» Task to carry out
Each entry must appear again exactly as it does in the source.

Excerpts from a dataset

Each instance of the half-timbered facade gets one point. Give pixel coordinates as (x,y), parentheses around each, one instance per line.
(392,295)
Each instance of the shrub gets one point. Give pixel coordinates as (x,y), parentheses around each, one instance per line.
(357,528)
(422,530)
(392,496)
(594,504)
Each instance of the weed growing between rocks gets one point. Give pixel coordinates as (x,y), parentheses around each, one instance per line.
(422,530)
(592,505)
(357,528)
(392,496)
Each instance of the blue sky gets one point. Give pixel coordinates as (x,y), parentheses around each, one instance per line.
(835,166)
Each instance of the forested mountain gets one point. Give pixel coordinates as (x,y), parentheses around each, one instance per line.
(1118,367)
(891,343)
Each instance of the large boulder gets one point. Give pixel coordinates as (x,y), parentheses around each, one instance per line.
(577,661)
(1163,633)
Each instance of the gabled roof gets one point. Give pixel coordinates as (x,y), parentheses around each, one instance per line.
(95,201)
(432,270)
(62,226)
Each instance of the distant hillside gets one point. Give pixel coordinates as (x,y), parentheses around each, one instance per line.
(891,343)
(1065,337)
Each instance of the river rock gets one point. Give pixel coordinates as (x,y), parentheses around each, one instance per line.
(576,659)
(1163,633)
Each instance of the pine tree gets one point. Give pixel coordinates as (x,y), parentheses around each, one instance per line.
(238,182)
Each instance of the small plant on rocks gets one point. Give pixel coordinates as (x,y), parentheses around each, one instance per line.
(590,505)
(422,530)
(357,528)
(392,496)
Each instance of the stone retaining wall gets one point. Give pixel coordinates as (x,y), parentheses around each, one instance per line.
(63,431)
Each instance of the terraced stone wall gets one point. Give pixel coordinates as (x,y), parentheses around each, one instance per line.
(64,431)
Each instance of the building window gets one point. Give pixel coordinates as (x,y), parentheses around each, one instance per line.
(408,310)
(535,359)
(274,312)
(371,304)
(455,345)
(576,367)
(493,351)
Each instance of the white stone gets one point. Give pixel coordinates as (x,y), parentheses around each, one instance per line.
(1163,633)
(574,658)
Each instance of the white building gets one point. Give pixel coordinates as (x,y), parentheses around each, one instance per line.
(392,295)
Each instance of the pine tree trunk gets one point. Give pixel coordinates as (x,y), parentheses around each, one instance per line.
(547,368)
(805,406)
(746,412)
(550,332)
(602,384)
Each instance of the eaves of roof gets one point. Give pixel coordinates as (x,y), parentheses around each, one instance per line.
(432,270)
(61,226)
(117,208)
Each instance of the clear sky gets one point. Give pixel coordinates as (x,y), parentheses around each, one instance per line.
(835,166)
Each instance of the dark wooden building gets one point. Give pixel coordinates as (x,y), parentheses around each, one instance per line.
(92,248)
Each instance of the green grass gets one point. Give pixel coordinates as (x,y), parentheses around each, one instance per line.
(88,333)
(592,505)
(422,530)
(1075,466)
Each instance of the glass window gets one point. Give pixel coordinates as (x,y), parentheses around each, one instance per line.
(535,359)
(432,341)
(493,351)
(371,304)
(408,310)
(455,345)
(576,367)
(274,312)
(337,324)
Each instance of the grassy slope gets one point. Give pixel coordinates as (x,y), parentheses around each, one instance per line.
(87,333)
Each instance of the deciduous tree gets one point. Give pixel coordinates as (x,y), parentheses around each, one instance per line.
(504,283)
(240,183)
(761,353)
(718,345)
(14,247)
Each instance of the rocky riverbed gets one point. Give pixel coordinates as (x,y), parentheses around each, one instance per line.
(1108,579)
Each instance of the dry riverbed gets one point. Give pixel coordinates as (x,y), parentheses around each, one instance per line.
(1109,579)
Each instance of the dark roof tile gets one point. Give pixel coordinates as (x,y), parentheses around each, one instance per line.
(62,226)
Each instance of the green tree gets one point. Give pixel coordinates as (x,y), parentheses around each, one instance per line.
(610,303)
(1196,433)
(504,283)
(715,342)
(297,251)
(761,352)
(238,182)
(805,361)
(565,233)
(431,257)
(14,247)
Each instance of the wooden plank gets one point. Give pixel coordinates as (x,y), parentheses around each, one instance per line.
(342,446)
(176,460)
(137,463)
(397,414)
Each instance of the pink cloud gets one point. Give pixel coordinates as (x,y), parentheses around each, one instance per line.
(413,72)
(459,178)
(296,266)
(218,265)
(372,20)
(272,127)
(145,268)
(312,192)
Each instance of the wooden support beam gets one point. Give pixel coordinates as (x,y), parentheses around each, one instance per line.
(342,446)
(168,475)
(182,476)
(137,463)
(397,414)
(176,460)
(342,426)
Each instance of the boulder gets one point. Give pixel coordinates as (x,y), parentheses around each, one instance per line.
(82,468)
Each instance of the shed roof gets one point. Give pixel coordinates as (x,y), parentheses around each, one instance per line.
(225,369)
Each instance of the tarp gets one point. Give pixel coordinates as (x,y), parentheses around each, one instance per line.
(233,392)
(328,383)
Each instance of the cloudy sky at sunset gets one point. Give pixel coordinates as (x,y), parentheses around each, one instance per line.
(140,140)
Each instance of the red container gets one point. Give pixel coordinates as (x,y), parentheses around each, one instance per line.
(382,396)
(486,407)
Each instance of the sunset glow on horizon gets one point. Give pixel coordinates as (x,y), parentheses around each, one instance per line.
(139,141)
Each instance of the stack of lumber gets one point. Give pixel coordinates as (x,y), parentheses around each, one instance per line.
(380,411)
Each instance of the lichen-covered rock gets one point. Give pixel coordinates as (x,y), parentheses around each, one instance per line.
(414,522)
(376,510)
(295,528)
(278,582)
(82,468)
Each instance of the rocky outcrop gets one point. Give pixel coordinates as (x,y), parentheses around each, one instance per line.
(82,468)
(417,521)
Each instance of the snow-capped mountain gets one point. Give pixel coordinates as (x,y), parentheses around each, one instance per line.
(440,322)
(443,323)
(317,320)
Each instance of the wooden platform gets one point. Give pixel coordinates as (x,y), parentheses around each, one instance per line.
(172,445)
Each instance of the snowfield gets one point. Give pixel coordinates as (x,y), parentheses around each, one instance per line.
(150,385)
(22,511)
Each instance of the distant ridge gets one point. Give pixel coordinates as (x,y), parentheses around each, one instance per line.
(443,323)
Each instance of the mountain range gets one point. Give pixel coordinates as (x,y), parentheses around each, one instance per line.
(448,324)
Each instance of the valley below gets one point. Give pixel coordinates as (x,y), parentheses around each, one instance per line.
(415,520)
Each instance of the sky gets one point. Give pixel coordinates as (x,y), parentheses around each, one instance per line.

» Output
Each instance of the half-timbered facade gets one point. Give pixel coordinates as (x,y), parentheses around each, one instance per line.
(392,295)
Each instance of the shrub gets one point. Give pixel coordinates as (x,y), parentheses around each, one instance per line.
(357,528)
(422,530)
(392,496)
(594,504)
Each instance of the weed growing between rocks gets one point. Give pixel coordinates as (x,y), parentheses around each, one instance per line.
(422,530)
(592,505)
(357,528)
(392,496)
Each instance of the blue sky gets one point. Give pixel coordinates as (x,y), parentheses around each, one instance per line.
(835,166)
Each instance of the forested mountain gets one point. Give pixel coordinates as (x,y), parentheses around each, one instance per line.
(1118,367)
(891,343)
Each instance of the large boulder gets one point. Give pixel coordinates as (x,y), parentheses around each, one instance per line.
(577,661)
(1163,633)
Each instance of the gabled roof gets one point. Give pixel coordinates as (x,y), parentheses around each, one instance per line.
(95,201)
(432,270)
(62,226)
Each instance of the distant hillside gets one point. Give pixel coordinates as (x,y), parentheses around each, one instance per line.
(891,343)
(1065,337)
Each instance of the river rock gets one point. Give pixel coordinates as (x,y), parentheses around each, one instance per line.
(576,659)
(1163,633)
Each instance of the pine tree gets one point. Give pixel coordinates as (x,y), parentheses around each, one instance per line.
(238,182)
Each instance of the small plant on rocks gets one point. Give pixel coordinates as (x,y), parentheses around each, one instance per line.
(590,505)
(422,530)
(357,528)
(392,496)
Each instance of the stone retaining wall gets one point. Give pixel coordinates as (x,y), parentheses around each, one instance per line.
(63,431)
Each instance of the terraced stone wall gets one point. Give pixel coordinates as (x,y), parentheses around each, one instance per line.
(64,431)
Each instance of the building window gets one point. Give pixel coordinates as (x,y), parentheses around each, one instance per line.
(408,310)
(535,359)
(274,312)
(371,304)
(455,345)
(576,367)
(493,351)
Each instance of the white stone gets one point. Give pixel coordinates as (x,y), parentheses around each, one instance per line.
(1163,633)
(574,658)
Each instance of the white building gets one point. Give pixel coordinates as (x,y), parentheses around each, one instance per line.
(392,295)
Each instance of the pine tree trunk gets one point. Give pixel coordinates as (x,y), parentheses around each, one instance per line.
(547,368)
(805,406)
(746,412)
(550,332)
(602,384)
Each instance of the eaves of roof gets one point. Give pixel coordinates as (x,y), parentheses around each, one instance per line.
(432,270)
(61,226)
(117,208)
Each instance of the clear sky gets one point. Give pixel coordinates as (x,y), parentheses around each, one instance per line.
(835,166)
Each instance of the dark wooden building gets one point. Give pixel coordinates as (x,y), parentheses around each, one instance per line.
(92,248)
Each instance of the green grass gets one point. Give pixel coordinates as (x,y), parentheses around each, one instance per line.
(88,333)
(592,505)
(422,530)
(1075,466)
Each instance of the glass window gets one point. Give pixel coordinates as (x,y), parentheses around each, one instance per line.
(535,359)
(432,341)
(493,351)
(371,304)
(408,310)
(455,345)
(576,367)
(274,312)
(337,324)
Each instance of the grassy slope gets one point. Give pixel coordinates as (x,y), parentheses around each, one instance per line.
(87,333)
Each instance of the deciduous tree gets one point. Give pixel coordinates as (x,y), parentheses around each, one instance per line.
(504,283)
(240,183)
(761,353)
(718,345)
(14,247)
Each instance of the rocky riverbed gets one point. Give pixel coordinates as (x,y), parentheses around each, one instance per line.
(1108,579)
Each instance of the dry riverbed gets one point. Give pixel coordinates as (x,y), parentheses around each, one instance per line.
(1109,579)
Each instance of the dark roof tile gets one point. Give pixel coordinates as (x,y), parentheses around each, one instance per line.
(62,226)
Each instance of the green tree gets one point. Give pixel coordinates as (x,y), parentheses around each, one instance per line.
(610,303)
(1196,433)
(504,283)
(715,342)
(297,251)
(761,352)
(238,182)
(805,361)
(565,233)
(431,257)
(14,247)
Each instance of the wooden plank gets one point. Give pixel coordinates as (x,y), parentheses around each, one instance per line.
(342,446)
(176,460)
(137,463)
(397,414)
Each instance of the pink cloud gets one point. Give pixel coordinates as (x,y), parentheses around each, one instance per line.
(413,72)
(459,178)
(296,266)
(218,265)
(372,20)
(272,127)
(145,268)
(312,192)
Each instance of the wooden support beam gets one point. Give pixel coordinates as (x,y), parentheses around each, one instance per line.
(342,446)
(168,475)
(182,476)
(137,463)
(397,414)
(176,460)
(342,426)
Each instance of the boulder gets one point. Give pixel coordinates as (x,y), parentheses around each, one instance per line.
(82,468)
Each instance of the shed roof gets one point. Give pixel coordinates as (x,y), parentheses around each, one instance per line.
(225,369)
Each instance of the tarp gets one point. Give pixel coordinates as (x,y), parentheses around each, one instance per line.
(233,392)
(328,383)
Each instance of the cloudy sky at sunset gets one point. Give pixel coordinates as (x,y), parentheses around each, one instance per line.
(140,140)
Each instance of the red container gets one point. Give pixel coordinates as (x,y), parentheses around each, one instance per line.
(382,396)
(486,407)
Each instance of the sunset glow on horizon gets one point. Give pixel coordinates as (x,y), parentheses around each, one instance per line.
(139,141)
Each instance of the stack of lumber gets one point. Give pixel coordinates as (x,y), parentheses around each, one instance per line.
(380,411)
Each instance of the lichen-covered rock gets one point. Give pixel coordinates as (x,y), parentheses around each, one instance per line.
(414,522)
(376,510)
(295,528)
(278,582)
(82,468)
Each instance of the rocky outcrop gets one point. Give pixel coordinates as (x,y), parentheses around each, one instance per line.
(82,468)
(417,521)
Each instance of the snow-capped mountain gets one point. Give pixel coordinates as (x,y), parentheses around each, one instance per line.
(440,322)
(443,323)
(317,320)
Each instance of the wooden platform gets one point. Give pixel coordinates as (x,y), parentheses around each, one instance per line.
(172,445)
Each instance of the snowfield gets one point. Give pixel coordinates as (x,y), parentheses around each, one instance per line.
(150,385)
(22,511)
Each instance of the distant ridge gets one point. Give pixel coordinates as (x,y), parentheses around each, one instance per line.
(443,323)
Each instance of the mountain range gets one point. Give pixel coordinates as (x,y), parentheses around each, one instance per line.
(448,324)
Each instance of the valley below gets one point. Give pixel coordinates as (x,y), parentheses around each, one instance per line.
(415,520)
Each instance of the sky gets one point. Give pixel coordinates as (x,y), parentheses around each, one instance per line.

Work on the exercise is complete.